Raw records:
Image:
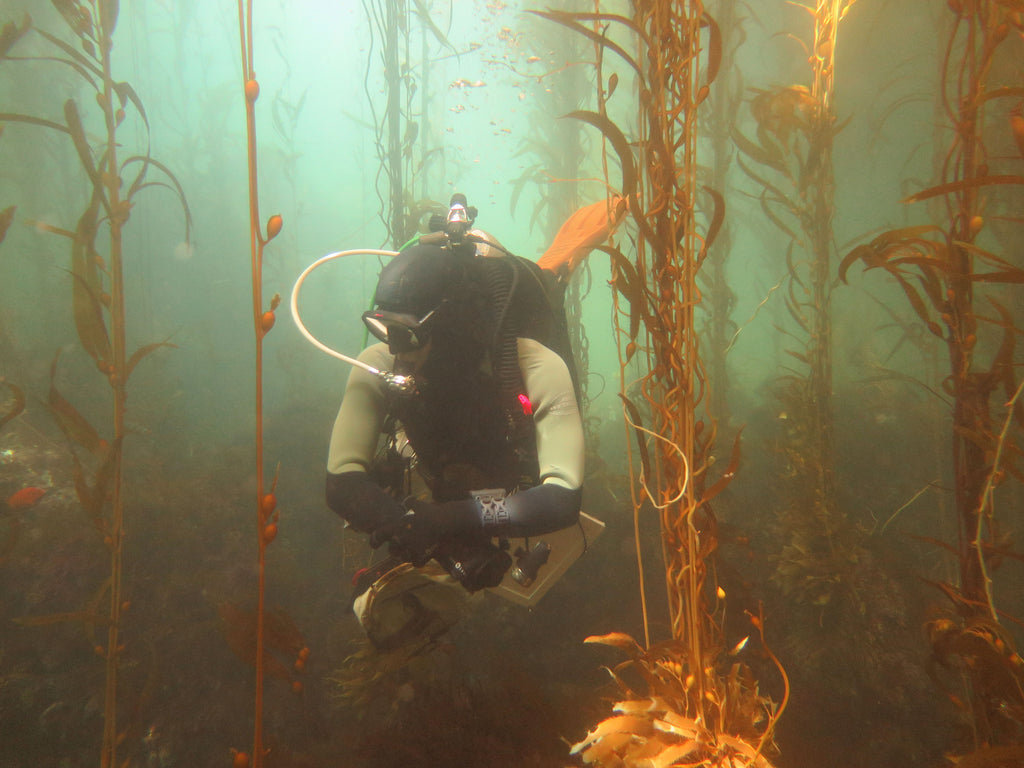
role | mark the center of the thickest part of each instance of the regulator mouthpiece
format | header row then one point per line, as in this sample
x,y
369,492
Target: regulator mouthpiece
x,y
403,386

Set exercise: Turn every line of the listing above into a numbered list, leaving out blank lines and the pictures.

Finished task:
1. Image:
2. role | mark the center of the thickest part of each instance of the regulator mouthpiece
3. format | header row then one point per line, as in this sample
4. x,y
5. 369,492
6. Target: regulator mouthpiece
7. x,y
8. 403,386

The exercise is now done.